Reproduce only the lines of the material below that start at the line containing "186L436 182L415 186L409" and stop at the line containing "537L429 495L355 500L320". Keep both end lines.

────────────────────────────────────────

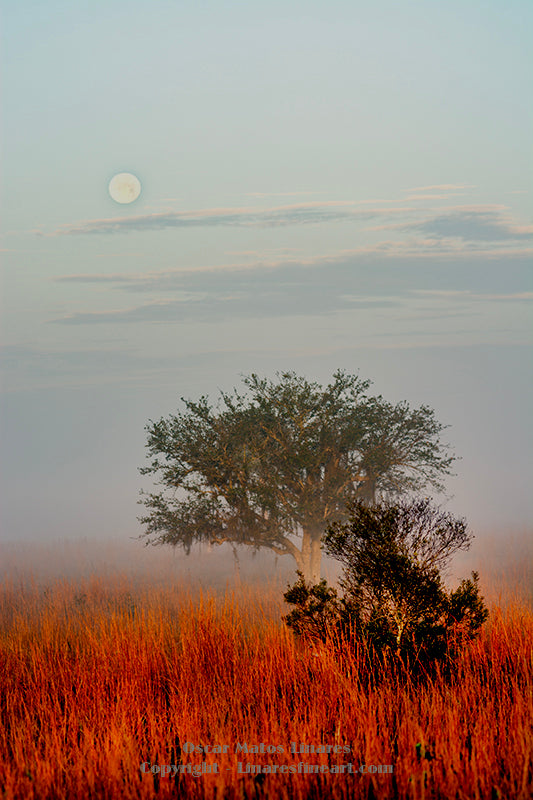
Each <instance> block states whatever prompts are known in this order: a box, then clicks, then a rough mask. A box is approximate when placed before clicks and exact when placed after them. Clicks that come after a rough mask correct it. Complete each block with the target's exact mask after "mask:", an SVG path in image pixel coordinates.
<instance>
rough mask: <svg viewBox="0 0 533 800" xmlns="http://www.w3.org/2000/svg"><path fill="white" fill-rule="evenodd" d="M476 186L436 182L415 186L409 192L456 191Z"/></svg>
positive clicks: (466, 183) (470, 187)
mask: <svg viewBox="0 0 533 800" xmlns="http://www.w3.org/2000/svg"><path fill="white" fill-rule="evenodd" d="M475 188H476V187H475V186H473V185H472V184H468V183H434V184H432V185H431V186H415V187H413V188H412V189H409V190H408V191H409V192H432V191H448V190H450V191H454V190H455V189H461V190H463V191H464V190H466V189H475Z"/></svg>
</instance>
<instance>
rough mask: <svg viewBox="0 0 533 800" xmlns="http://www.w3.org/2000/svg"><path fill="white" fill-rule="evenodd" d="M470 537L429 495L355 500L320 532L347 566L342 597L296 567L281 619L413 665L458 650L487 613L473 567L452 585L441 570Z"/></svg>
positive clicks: (288, 625) (333, 556)
mask: <svg viewBox="0 0 533 800" xmlns="http://www.w3.org/2000/svg"><path fill="white" fill-rule="evenodd" d="M471 539H472V536H471V535H470V534H469V533H468V532H467V526H466V522H465V520H464V519H456V518H454V517H453V516H452V515H451V514H448V513H445V512H442V511H440V509H438V508H436V507H434V506H432V505H431V503H430V501H429V500H427V499H423V500H413V501H410V502H406V501H399V502H396V503H376V504H374V505H371V506H366V505H365V504H364V503H363V502H361V501H360V500H359V501H356V502H355V503H354V504H353V505H352V507H351V510H350V518H349V520H348V522H346V523H339V522H337V523H333V524H332V525H330V526H329V527H328V529H327V531H326V533H325V535H324V548H325V550H326V552H327V553H328V554H329V555H331V556H333V558H336V559H337V560H338V561H340V562H341V564H342V565H343V567H344V572H343V577H342V579H341V581H340V588H341V590H342V594H341V596H340V597H339V596H338V595H337V590H336V589H334V588H332V587H330V586H328V584H327V583H326V581H321V582H320V583H318V584H316V585H314V586H313V585H310V584H308V583H307V582H306V581H305V580H304V577H303V575H302V573H299V580H298V581H297V583H295V584H294V585H293V586H291V587H289V589H288V590H287V591H286V592H285V595H284V597H285V600H286V601H287V602H288V603H290V604H291V605H293V606H294V608H293V610H292V611H291V612H290V613H289V614H288V615H287V616H286V617H285V621H286V623H287V625H288V626H289V627H290V628H292V629H293V630H294V632H295V633H296V634H298V635H299V636H301V637H303V638H308V639H311V640H313V639H314V640H317V639H318V640H322V641H328V640H329V641H333V640H334V638H335V635H336V634H339V633H340V634H341V640H342V638H343V637H346V636H348V637H351V638H353V637H355V638H356V639H360V640H363V641H365V642H366V643H367V645H369V646H370V647H371V648H372V652H373V654H374V655H375V654H381V653H383V652H389V653H392V654H393V655H394V656H397V657H400V658H401V659H402V660H403V661H404V662H406V663H407V664H409V665H410V666H411V667H413V668H414V666H415V665H421V664H426V663H427V662H428V661H434V660H439V659H442V658H444V657H445V656H451V655H455V654H456V653H457V652H458V650H459V648H460V647H461V645H462V644H465V643H466V642H468V641H470V640H471V639H473V638H474V637H475V636H476V635H477V633H478V632H479V630H480V628H481V626H482V625H483V623H484V622H485V620H486V619H487V616H488V611H487V609H486V607H485V605H484V603H483V598H482V597H481V595H480V594H479V587H478V575H477V573H476V572H473V573H472V576H471V578H468V579H465V580H463V581H462V582H461V584H460V585H459V587H458V588H457V589H456V590H455V591H452V592H447V591H446V588H445V585H444V581H443V577H442V570H443V569H444V568H445V567H446V566H447V564H448V562H449V561H450V559H451V557H452V556H453V555H454V553H455V552H457V551H458V550H467V549H468V548H469V546H470V542H471Z"/></svg>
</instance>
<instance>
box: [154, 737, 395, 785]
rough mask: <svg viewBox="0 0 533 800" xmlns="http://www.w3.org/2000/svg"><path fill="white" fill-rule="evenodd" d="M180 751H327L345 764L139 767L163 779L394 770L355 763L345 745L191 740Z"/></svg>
mask: <svg viewBox="0 0 533 800" xmlns="http://www.w3.org/2000/svg"><path fill="white" fill-rule="evenodd" d="M181 752H182V754H183V755H187V756H202V755H206V754H211V755H223V754H228V755H229V754H232V755H237V756H241V758H242V756H243V755H247V756H250V755H261V754H262V755H281V754H284V753H289V754H292V755H297V756H299V757H300V759H301V757H302V755H308V756H309V755H311V754H317V755H318V754H327V755H337V756H339V757H342V756H345V759H346V760H344V759H343V763H338V764H331V763H330V764H313V763H310V762H309V761H307V760H306V761H304V760H300V761H298V762H296V761H295V762H294V763H292V764H287V763H285V764H276V763H271V762H268V763H256V761H255V760H254V761H253V762H252V761H244V760H241V761H237V762H236V764H235V765H234V767H223V768H221V767H220V766H219V764H218V762H217V761H210V762H207V761H199V762H198V761H195V762H194V763H193V762H192V761H182V762H181V763H179V764H154V763H152V762H150V761H144V762H143V763H142V764H141V766H140V770H141V772H142V773H145V774H146V773H150V774H152V775H158V776H159V777H161V778H174V777H176V776H177V775H192V776H193V777H194V778H200V777H201V776H202V775H219V774H220V773H221V772H224V771H225V772H233V771H235V772H236V773H237V775H291V774H292V775H295V774H299V775H302V774H303V775H306V774H330V775H355V774H359V775H362V774H374V775H375V774H379V773H381V774H386V773H391V772H394V768H393V766H392V764H361V763H359V764H356V763H353V761H350V760H348V758H349V754H350V753H351V747H350V746H349V745H346V744H344V745H343V744H318V745H313V744H303V743H297V742H291V743H290V746H289V747H288V748H286V747H284V746H283V745H281V744H265V743H264V742H261V744H253V745H250V744H248V743H247V742H242V743H241V742H237V743H236V744H234V745H228V744H217V745H198V744H193V743H192V742H185V744H184V745H183V747H182V749H181Z"/></svg>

────────────────────────────────────────

§ **ANSWER FOR THE TASK**
rough mask: <svg viewBox="0 0 533 800" xmlns="http://www.w3.org/2000/svg"><path fill="white" fill-rule="evenodd" d="M476 186L436 182L415 186L409 192L456 191Z"/></svg>
positive clicks: (466, 183) (470, 187)
mask: <svg viewBox="0 0 533 800" xmlns="http://www.w3.org/2000/svg"><path fill="white" fill-rule="evenodd" d="M475 188H476V187H475V186H473V185H472V184H468V183H434V184H432V185H431V186H415V187H413V188H412V189H409V190H408V191H409V192H432V191H448V190H450V191H454V190H455V189H461V190H463V191H464V190H466V189H475Z"/></svg>
</instance>
<instance>
rough mask: <svg viewBox="0 0 533 800" xmlns="http://www.w3.org/2000/svg"><path fill="white" fill-rule="evenodd" d="M470 537L429 495L355 500L320 532L347 566L342 597L296 567L281 619L413 665L458 650L487 613L473 567L452 585L441 570Z"/></svg>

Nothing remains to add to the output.